● **EXTRAIT**

En réalité, la proposition de rendre le travail obligatoire s’apparente à la restauration du bagne. Les services généraux des prisons étant déjà pourvus en main d’œuvre captive et les entreprises contractantes ne pouvant offrir de l’emploi à tous les prisonniers, les postes de travail à créer seraient soit dans le secteur privé à rémunération minimale, soit d’intérêt général sans rémunération.

La proposition de loi changerait la situation des personnes occupant des postes existants. Le système actuel est fondée sur un salaire auquel on applique des retenues : cotisations sociales (assurance chômage exceptée), retenue pour parties civiles et pécule de sortie. On renverserait les priorités : le détenu ne toucherait que ce qui reste après l’indemnisation des victimes et une contribution aux frais d’incarcération. Dans la plupart des cas, il ne percevrait rien et travaillerait gratuitement sous un statut qu’on pourrait caractériser d’esclavage pénal.

La proposition de loi du député Jean-François Mancel s’inscrit dans la droite ligne d’une idéologie rétrograde d’essence manichéenne. La société est partagée entre les gentils et les méchants. Il faut protéger les premiers des seconds en enfermant ceux-ci le plus longtemps possible. Leur détention doit les faire souffrir, pour qu’ils expient leurs crimes. Elle doit servir en priorité à l’indemnisation des victimes . L’enfermement des méchants doit coûter le moins cher possible aux gentils.

L’idée que la peine doive donner aux condamnés l’opportunité de se remettre sur pied et de construire une vie saine est jugée par ce courant de pensée comme une utopie dangereuse et coûteuse. Ce pessimisme sur la capacité des humains à s’amender est profondément triste.

● **DONNÉES ENREGISTRÉES**
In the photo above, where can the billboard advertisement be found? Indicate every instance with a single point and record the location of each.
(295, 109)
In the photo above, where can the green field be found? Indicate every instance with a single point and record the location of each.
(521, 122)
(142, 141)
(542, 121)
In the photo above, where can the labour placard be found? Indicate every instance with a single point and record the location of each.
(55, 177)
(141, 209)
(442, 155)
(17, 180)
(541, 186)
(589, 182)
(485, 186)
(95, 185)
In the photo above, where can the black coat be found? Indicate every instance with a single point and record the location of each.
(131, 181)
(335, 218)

...

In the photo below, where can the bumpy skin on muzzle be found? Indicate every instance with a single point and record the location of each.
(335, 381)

● **À FAIRE**
Dans l'extrait sur le travail des détenus, quelles retenues le système actuel applique-t-il au salaire ? Répondez en une phrase, s'il vous plaît.

● **RÉPONSE COMPLÈTE**
Le système actuel applique au salaire des cotisations sociales (sauf l'assurance chômage), une retenue pour les parties civiles et une retenue pour le pécule de sortie.